__What needs to be done__
Please quote exactly the lines below from the line containing "positive clicks: (930, 621) (820, 660)" to the line containing "negative clicks: (662, 603)", both lines included, and nothing else.

__Input material__
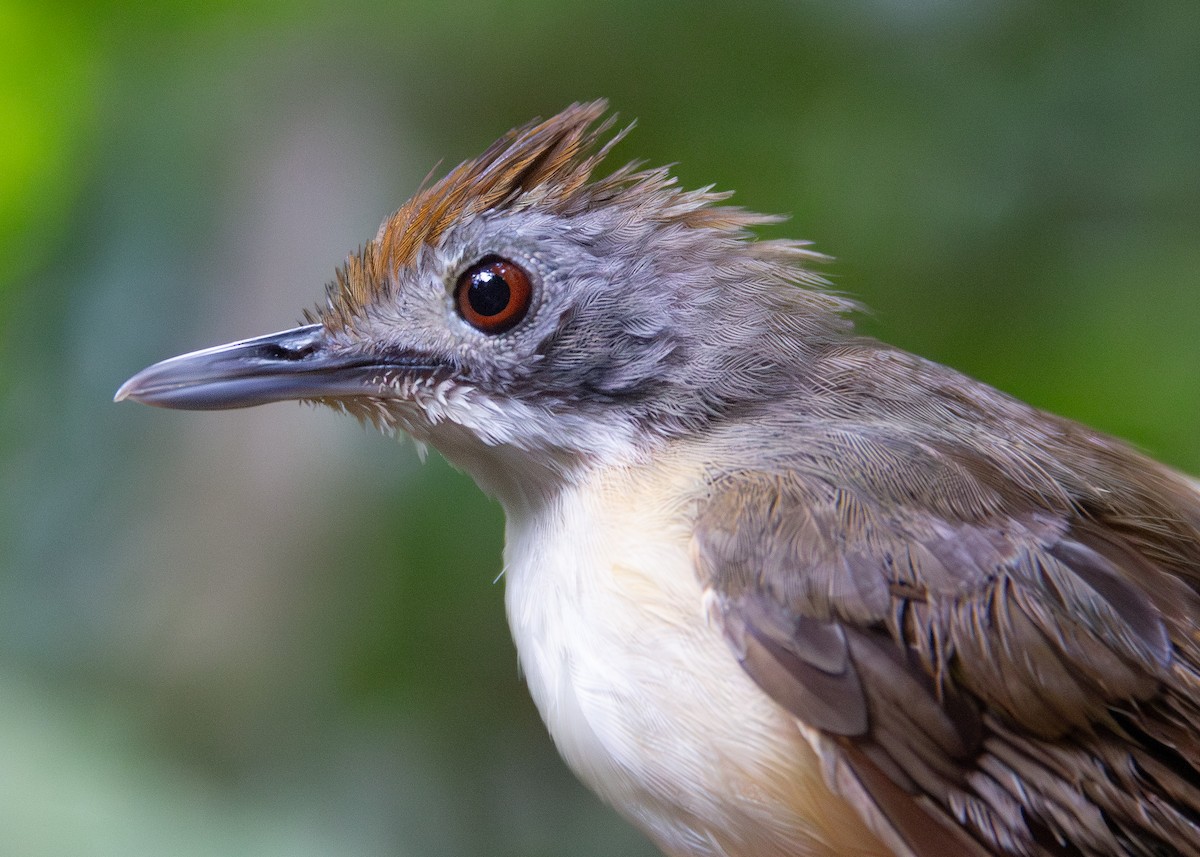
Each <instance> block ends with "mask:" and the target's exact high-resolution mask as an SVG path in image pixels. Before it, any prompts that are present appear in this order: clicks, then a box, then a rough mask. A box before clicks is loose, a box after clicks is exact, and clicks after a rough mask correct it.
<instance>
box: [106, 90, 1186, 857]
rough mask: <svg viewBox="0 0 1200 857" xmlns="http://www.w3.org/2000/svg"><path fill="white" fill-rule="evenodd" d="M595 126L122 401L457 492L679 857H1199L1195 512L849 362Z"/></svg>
mask: <svg viewBox="0 0 1200 857" xmlns="http://www.w3.org/2000/svg"><path fill="white" fill-rule="evenodd" d="M604 109H605V107H604V104H602V103H599V102H598V103H594V104H582V106H580V104H577V106H574V107H571V108H568V109H566V110H564V112H563V113H562V114H559V115H557V116H554V118H552V119H550V120H546V121H544V122H534V124H532V125H529V126H526V127H523V128H520V130H517V131H514V132H510V133H509V134H508V136H505V137H503V138H502V139H500V140H498V142H497V143H496V144H493V145H492V146H491V148H490V149H488V150H487V151H485V152H484V155H481V156H480V157H479V158H475V160H473V161H468V162H466V163H463V164H461V166H460V167H457V168H455V169H454V170H451V172H450V174H449V175H448V176H446V178H445V179H443V180H442V181H439V182H437V184H434V185H433V186H431V187H427V188H425V190H422V191H421V192H419V193H418V196H416V197H414V198H413V199H412V200H410V202H409V203H407V204H406V205H404V206H402V208H401V209H400V210H398V211H397V212H396V214H395V215H392V216H391V217H390V218H388V220H386V221H385V222H384V226H383V227H382V228H380V232H379V234H378V235H377V236H376V239H374V240H373V241H371V242H368V244H367V245H366V246H365V247H364V248H362V250H361V251H360V252H359V253H356V254H354V256H352V257H350V258H349V259H348V260H347V265H346V266H344V268H343V269H342V270H341V271H338V275H337V278H336V281H335V282H334V283H332V284H331V286H330V288H329V292H328V295H326V302H325V305H324V306H322V307H319V308H318V310H317V311H316V312H313V313H310V314H308V322H310V324H307V325H305V326H301V328H298V329H294V330H288V331H283V332H281V334H275V335H270V336H265V337H259V338H256V340H247V341H244V342H238V343H233V344H230V346H223V347H218V348H212V349H206V350H203V352H197V353H193V354H187V355H184V356H180V358H174V359H172V360H167V361H164V362H162V364H157V365H156V366H151V367H150V368H148V370H145V371H143V372H142V373H139V374H138V376H136V377H134V378H132V379H131V380H130V382H127V383H126V385H125V386H122V388H121V390H120V391H119V392H118V398H124V397H132V398H137V400H140V401H145V402H149V403H151V404H161V406H167V407H181V408H224V407H245V406H250V404H259V403H263V402H268V401H278V400H283V398H300V400H307V401H316V402H320V403H325V404H331V406H334V407H336V408H338V409H342V410H346V412H349V413H352V414H354V415H356V416H359V418H360V419H362V420H365V421H370V422H373V424H376V425H377V426H379V427H380V429H382V430H384V431H389V432H391V431H403V432H407V433H408V435H410V436H413V437H414V438H415V439H416V441H418V442H420V443H427V444H431V445H433V447H436V448H437V449H438V450H439V451H442V453H443V454H444V455H445V456H446V459H449V460H450V461H451V462H452V463H455V465H456V466H458V467H461V468H462V469H464V471H467V472H468V473H470V474H472V477H473V478H474V479H475V481H476V483H478V484H479V485H480V486H481V487H482V489H484V490H485V491H487V492H488V493H491V495H492V496H494V497H497V498H498V499H499V502H500V503H502V505H503V507H504V510H505V516H506V546H505V575H506V587H508V589H506V607H508V615H509V622H510V625H511V629H512V634H514V639H515V641H516V643H517V651H518V655H520V660H521V665H522V669H523V672H524V675H526V678H527V682H528V684H529V689H530V693H532V695H533V699H534V701H535V703H536V706H538V708H539V711H540V713H541V715H542V718H544V719H545V721H546V724H547V726H548V727H550V731H551V735H552V736H553V738H554V742H556V744H557V745H558V748H559V750H560V753H562V755H563V757H564V759H565V760H566V762H568V765H569V766H570V767H571V768H572V769H574V771H575V772H576V774H577V775H578V777H580V778H581V779H582V780H583V781H584V783H586V784H588V785H589V786H590V787H592V789H594V790H595V791H596V792H598V793H599V795H600V796H601V797H602V798H604V799H606V801H607V802H610V803H611V804H613V805H614V807H616V808H617V809H618V810H620V811H622V813H623V814H624V815H625V816H626V817H628V819H630V821H632V823H635V825H636V826H638V827H640V828H641V829H643V831H644V832H646V833H647V834H648V835H649V837H650V838H652V839H653V840H654V841H655V843H656V844H658V845H659V846H660V847H661V849H662V850H664V852H665V853H667V855H670V857H810V856H811V857H823V856H826V855H830V856H832V855H864V856H875V855H878V856H880V857H884V856H886V855H895V856H896V857H928V856H940V855H953V856H954V857H985V856H988V855H995V856H1003V857H1117V856H1120V855H1136V856H1140V857H1166V856H1169V855H1183V856H1186V857H1200V491H1198V489H1196V485H1195V484H1194V483H1192V481H1189V480H1188V479H1187V478H1184V477H1183V475H1181V474H1178V473H1176V472H1174V471H1171V469H1170V468H1168V467H1164V466H1162V465H1159V463H1157V462H1154V461H1152V460H1150V459H1148V457H1146V456H1144V455H1141V454H1139V453H1136V451H1134V450H1133V449H1130V448H1129V447H1127V445H1126V444H1123V443H1121V442H1118V441H1115V439H1112V438H1109V437H1105V436H1104V435H1102V433H1099V432H1096V431H1092V430H1090V429H1087V427H1085V426H1081V425H1078V424H1075V422H1072V421H1069V420H1064V419H1062V418H1057V416H1054V415H1050V414H1046V413H1044V412H1040V410H1038V409H1036V408H1032V407H1030V406H1027V404H1025V403H1022V402H1019V401H1016V400H1014V398H1012V397H1009V396H1007V395H1004V394H1002V392H998V391H996V390H994V389H992V388H990V386H988V385H985V384H983V383H980V382H977V380H973V379H970V378H966V377H964V376H962V374H960V373H958V372H955V371H953V370H949V368H947V367H943V366H940V365H937V364H935V362H931V361H928V360H923V359H920V358H918V356H914V355H912V354H907V353H905V352H902V350H899V349H895V348H892V347H889V346H886V344H883V343H880V342H875V341H874V340H868V338H865V337H860V336H858V335H856V334H854V331H853V325H852V323H851V322H850V319H848V314H850V313H852V311H853V310H854V308H856V307H854V305H853V304H852V302H851V301H848V300H846V299H845V298H841V296H839V295H835V294H833V293H830V292H829V290H828V289H827V288H826V284H824V282H823V281H822V280H821V278H820V277H817V276H816V275H814V274H812V272H811V271H810V269H809V266H810V264H811V263H812V262H815V260H818V259H820V258H822V257H820V256H818V254H816V253H814V252H812V251H810V250H809V248H808V247H806V246H805V245H804V244H802V242H794V241H780V240H775V241H760V240H754V235H752V233H751V232H750V229H751V227H754V226H756V224H760V223H764V222H770V221H772V220H773V218H770V217H764V216H761V215H755V214H751V212H748V211H744V210H742V209H736V208H731V206H728V205H724V204H722V203H724V200H725V198H726V194H720V193H713V192H712V191H710V190H707V188H706V190H701V191H683V190H679V188H677V187H676V186H674V184H673V180H672V179H671V178H670V175H668V174H667V173H666V170H662V169H640V168H637V167H636V166H628V167H623V168H620V169H618V170H616V172H614V173H612V174H611V175H608V176H605V178H599V179H596V178H594V176H593V170H594V169H595V167H596V166H598V164H599V162H600V161H601V160H602V158H604V156H605V155H606V154H607V152H608V150H610V148H611V145H612V144H613V142H614V139H616V138H619V136H620V134H617V137H616V138H611V139H608V140H607V142H604V140H602V134H604V133H605V132H606V131H607V128H608V127H610V125H611V120H610V121H607V122H606V121H601V116H602V114H604ZM598 122H599V126H598V125H596V124H598Z"/></svg>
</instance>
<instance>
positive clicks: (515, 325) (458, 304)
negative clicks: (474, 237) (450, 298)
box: [454, 256, 533, 335]
mask: <svg viewBox="0 0 1200 857" xmlns="http://www.w3.org/2000/svg"><path fill="white" fill-rule="evenodd" d="M454 296H455V306H456V307H457V308H458V314H460V316H462V318H463V320H464V322H467V324H469V325H470V326H473V328H475V329H476V330H480V331H482V332H485V334H493V335H494V334H503V332H504V331H505V330H511V329H512V328H514V326H516V325H517V324H520V323H521V319H523V318H524V317H526V313H528V312H529V305H530V304H532V302H533V286H530V283H529V275H528V274H526V271H524V269H523V268H521V265H518V264H516V263H515V262H511V260H510V259H505V258H503V257H499V256H485V257H484V258H482V259H480V260H479V262H476V263H475V264H473V265H472V266H470V268H468V269H467V270H464V271H463V272H462V274H461V275H460V276H458V282H457V283H456V284H455V293H454Z"/></svg>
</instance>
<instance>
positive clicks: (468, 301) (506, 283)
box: [467, 270, 512, 317]
mask: <svg viewBox="0 0 1200 857" xmlns="http://www.w3.org/2000/svg"><path fill="white" fill-rule="evenodd" d="M511 296H512V293H511V292H510V290H509V284H508V282H506V281H505V280H504V277H503V276H500V274H499V272H498V271H494V270H482V271H479V272H478V274H476V275H475V276H473V277H472V278H470V288H469V289H468V290H467V301H468V302H469V304H470V308H472V310H474V311H475V312H478V313H479V314H480V316H485V317H487V316H497V314H499V313H502V312H504V308H505V307H506V306H508V305H509V300H510V298H511Z"/></svg>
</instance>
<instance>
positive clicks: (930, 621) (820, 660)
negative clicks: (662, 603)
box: [696, 436, 1200, 857]
mask: <svg viewBox="0 0 1200 857" xmlns="http://www.w3.org/2000/svg"><path fill="white" fill-rule="evenodd" d="M826 441H828V436H827V437H826ZM864 449H866V447H864V445H863V444H862V443H859V444H858V447H857V449H853V448H847V450H846V454H845V460H844V461H842V467H844V468H845V469H846V471H848V472H856V471H857V472H862V469H863V467H865V466H863V462H860V461H858V460H856V457H854V456H856V454H862V451H863V450H864ZM905 454H906V456H907V459H908V460H906V465H905V466H906V467H908V468H912V467H919V468H922V469H923V474H924V479H926V481H928V484H937V485H940V486H941V487H942V490H948V491H950V492H952V493H956V495H958V496H960V497H968V498H970V497H973V498H984V497H988V489H986V486H984V485H982V484H967V480H970V479H971V475H970V473H968V471H965V469H964V468H961V467H959V466H958V465H956V463H955V462H953V461H949V459H948V457H944V456H938V455H937V454H936V453H935V451H932V450H931V449H929V448H924V449H922V450H916V451H914V450H913V449H910V450H905ZM1130 455H1133V454H1130ZM913 456H916V457H917V461H916V462H913V461H912V460H911V459H912V457H913ZM922 456H924V459H923V460H922ZM814 471H816V468H811V467H808V466H804V465H800V466H797V467H794V468H779V469H778V471H776V472H774V473H736V474H730V475H726V477H724V478H721V479H719V480H718V481H716V483H715V484H714V486H713V492H712V495H710V497H709V499H708V502H707V503H706V505H704V508H703V510H702V513H701V514H700V517H698V520H697V528H696V550H697V564H698V568H700V569H701V575H702V577H703V579H704V582H706V583H707V585H708V586H709V587H710V588H712V591H713V593H714V595H715V604H716V607H718V615H719V617H720V619H721V622H722V623H724V628H725V633H726V635H727V637H728V639H730V642H731V645H732V647H733V649H734V653H736V654H737V655H738V658H739V659H740V661H742V664H743V666H744V667H745V669H746V671H748V672H749V673H750V675H751V677H754V678H755V679H756V681H757V682H758V684H760V685H761V687H762V688H763V689H764V690H766V691H767V693H768V694H769V695H770V696H772V697H773V699H775V700H776V701H778V702H779V703H780V705H782V706H784V707H786V708H787V709H788V711H791V712H792V713H793V714H796V717H797V718H798V719H799V720H800V721H803V723H804V724H805V725H808V726H810V727H811V729H815V730H817V732H818V736H820V737H818V738H817V750H818V751H820V753H821V754H822V755H823V757H824V759H826V763H827V779H828V780H829V781H830V784H832V785H833V786H834V787H836V789H838V790H839V791H841V792H842V793H845V795H846V796H847V797H848V798H850V799H852V801H853V802H854V803H856V804H857V805H858V807H859V809H860V811H862V813H863V814H864V817H866V819H868V820H869V821H870V822H871V823H872V825H874V826H875V827H876V829H878V831H880V834H881V835H882V837H883V838H884V839H886V840H887V841H890V843H893V847H894V849H895V850H896V851H898V853H911V855H922V856H924V855H935V853H938V855H940V853H952V852H955V853H960V855H966V853H980V855H983V853H994V855H1022V856H1024V855H1028V856H1031V857H1043V856H1046V857H1048V856H1050V855H1056V856H1057V855H1087V856H1090V857H1093V856H1094V857H1102V856H1105V857H1106V856H1115V855H1189V856H1200V751H1198V750H1200V628H1198V616H1200V611H1198V607H1196V605H1198V604H1200V595H1198V577H1200V528H1198V527H1196V526H1194V525H1193V522H1198V521H1200V496H1198V495H1195V493H1194V492H1192V491H1190V487H1189V486H1187V485H1186V483H1183V481H1182V480H1178V481H1172V479H1174V477H1171V475H1170V474H1169V473H1168V472H1165V469H1164V471H1163V473H1164V474H1166V475H1163V477H1162V479H1163V481H1164V484H1165V485H1169V486H1174V487H1175V489H1177V493H1176V496H1175V497H1172V498H1170V499H1172V501H1174V502H1175V503H1177V504H1178V503H1182V504H1184V505H1186V507H1187V508H1183V509H1180V510H1176V514H1175V515H1174V516H1172V517H1170V519H1169V520H1168V521H1166V523H1163V525H1162V526H1160V525H1159V523H1156V522H1153V521H1151V520H1150V519H1148V517H1147V516H1142V517H1141V520H1134V517H1135V514H1133V513H1130V514H1129V515H1126V516H1122V515H1121V514H1120V511H1121V507H1120V503H1117V502H1116V501H1109V503H1110V505H1109V507H1108V508H1104V507H1103V504H1100V503H1099V502H1097V503H1096V504H1094V505H1093V507H1092V508H1088V507H1087V498H1086V497H1080V498H1073V499H1072V502H1070V503H1069V504H1056V503H1050V502H1042V501H1039V499H1037V498H1031V497H1030V496H1028V495H1025V496H1020V497H1018V496H1016V495H1013V496H1009V497H1006V498H1004V501H1003V502H1002V503H998V502H995V501H994V498H992V499H989V502H988V503H986V504H984V503H976V504H974V505H973V507H972V508H971V510H970V513H971V514H961V515H953V514H947V509H946V508H944V504H943V508H941V509H937V510H936V511H931V510H930V507H931V505H932V504H924V505H923V504H920V503H919V502H918V501H917V499H910V501H908V502H904V501H902V499H899V501H896V499H890V498H887V497H884V498H882V499H881V496H880V493H878V492H872V491H870V490H868V489H869V486H866V487H864V485H863V484H862V480H859V484H854V483H853V480H851V479H844V480H839V479H838V478H836V477H835V475H832V473H830V472H829V471H827V472H823V473H822V472H814ZM955 480H958V481H962V483H964V484H961V485H956V484H955ZM1162 504H1163V505H1164V507H1165V505H1168V501H1166V499H1164V501H1163V503H1162ZM1187 504H1190V505H1189V507H1188V505H1187ZM1144 505H1145V503H1144ZM1127 509H1128V507H1127Z"/></svg>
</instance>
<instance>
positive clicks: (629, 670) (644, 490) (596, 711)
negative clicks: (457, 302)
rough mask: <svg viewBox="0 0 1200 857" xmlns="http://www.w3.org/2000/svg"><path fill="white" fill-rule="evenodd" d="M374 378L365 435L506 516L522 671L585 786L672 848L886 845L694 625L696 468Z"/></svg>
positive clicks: (492, 406) (801, 731) (552, 425)
mask: <svg viewBox="0 0 1200 857" xmlns="http://www.w3.org/2000/svg"><path fill="white" fill-rule="evenodd" d="M388 386H390V388H391V390H389V391H388V394H390V395H388V394H385V395H384V396H383V397H382V400H380V401H382V402H384V403H385V407H386V414H388V415H386V419H385V420H383V425H384V426H385V427H390V429H394V430H395V429H400V430H404V431H407V432H409V433H410V435H413V436H414V438H415V439H416V441H418V442H428V443H432V444H433V445H436V447H437V448H438V450H439V451H440V453H442V454H443V455H445V456H446V457H448V459H449V460H450V461H451V462H452V463H455V465H456V466H458V467H461V468H462V469H464V471H467V472H468V473H470V474H472V477H474V479H475V481H476V483H479V484H480V486H481V487H484V490H485V491H488V492H490V493H492V495H493V496H496V497H497V498H498V499H499V501H500V502H502V504H503V505H504V508H505V515H506V519H508V527H506V546H505V555H504V556H505V569H504V574H505V576H506V587H508V589H506V606H508V613H509V624H510V625H511V629H512V636H514V639H515V641H516V645H517V652H518V655H520V659H521V666H522V670H523V672H524V675H526V679H527V682H528V684H529V690H530V694H532V695H533V699H534V702H535V703H536V706H538V709H539V711H540V713H541V715H542V719H544V720H545V721H546V725H547V726H548V729H550V732H551V736H552V737H553V739H554V743H556V744H557V745H558V749H559V753H560V754H562V755H563V757H564V760H565V761H566V763H568V765H569V766H570V767H571V768H572V769H574V771H575V773H576V774H577V775H578V777H580V779H582V780H583V783H584V784H587V785H588V786H590V787H592V789H593V790H594V791H595V792H596V793H599V795H600V797H601V798H604V799H605V801H607V802H608V803H611V804H612V805H613V807H616V808H617V809H618V810H619V811H620V813H622V814H624V815H625V816H626V817H628V819H629V820H630V821H632V822H634V823H635V825H636V826H637V827H640V828H641V829H642V831H644V832H646V833H647V835H649V837H650V838H652V839H653V840H654V841H655V844H658V845H659V847H661V849H662V850H664V851H665V852H666V853H667V855H670V856H671V857H847V856H858V855H862V856H864V857H884V856H886V855H887V853H888V851H886V850H884V849H882V847H881V846H880V845H878V843H877V840H876V839H875V838H874V837H872V835H871V834H870V833H869V832H868V831H866V828H865V827H864V825H863V822H862V821H860V820H859V819H858V816H857V815H856V814H854V813H853V810H852V809H851V808H850V807H848V804H846V803H845V802H844V801H842V799H841V798H839V797H836V796H834V795H832V793H830V792H829V790H828V789H827V786H826V785H824V780H823V779H822V774H821V763H820V761H818V760H817V757H816V755H815V754H814V751H812V749H811V747H810V744H809V742H808V741H806V738H805V736H804V732H803V730H802V729H800V727H799V726H798V724H797V723H796V721H794V720H793V719H792V718H791V715H788V714H787V712H785V711H784V709H782V708H780V707H779V706H778V705H775V703H774V702H773V701H772V700H770V699H768V697H767V696H766V695H764V694H763V693H762V691H761V690H760V689H758V687H757V685H756V684H755V683H754V682H752V681H751V679H750V677H749V676H748V675H746V673H745V672H744V671H743V670H742V667H740V665H739V664H738V663H737V660H736V659H734V657H733V653H732V651H731V649H730V647H728V645H727V643H726V641H725V639H724V636H722V634H721V631H720V630H719V629H718V628H716V627H715V625H714V624H713V623H712V622H710V621H709V618H708V616H707V610H706V599H704V593H703V591H702V587H701V583H700V579H698V577H697V575H696V571H695V569H694V567H692V558H691V553H690V540H691V520H692V517H691V515H692V513H694V509H692V508H691V507H690V502H691V501H690V498H691V497H692V495H694V493H695V489H696V486H697V485H700V484H701V483H702V481H703V472H704V466H703V463H702V462H701V461H700V460H697V459H686V460H685V459H683V457H680V456H678V455H677V456H676V457H674V459H672V460H671V461H670V462H667V461H664V460H662V459H660V457H656V456H655V455H654V454H653V453H652V451H650V449H649V448H650V447H652V445H653V444H652V443H650V442H649V441H648V439H647V438H644V437H642V438H638V437H637V433H636V431H635V429H634V426H631V425H623V424H620V422H612V421H610V422H607V424H604V422H598V421H595V420H588V419H584V418H582V416H581V415H580V414H575V413H556V412H552V410H548V409H544V408H534V407H533V406H530V404H528V403H523V402H520V401H515V400H511V398H509V400H505V401H504V403H503V407H499V404H498V403H497V402H496V401H493V400H492V398H491V397H490V396H487V395H486V394H484V392H482V391H480V390H478V389H475V388H473V386H470V385H469V384H463V383H461V382H451V380H432V379H413V378H406V377H401V378H397V379H395V380H391V382H389V383H388ZM380 392H382V394H383V392H384V390H380ZM395 395H398V396H400V398H392V396H395ZM481 442H482V443H481ZM564 449H570V450H575V451H576V454H574V455H565V453H564ZM559 456H565V457H559ZM598 462H607V463H605V465H600V463H598ZM564 485H565V487H564Z"/></svg>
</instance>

__Output for this exercise__
positive clicks: (930, 621) (820, 660)
negative clicks: (662, 603)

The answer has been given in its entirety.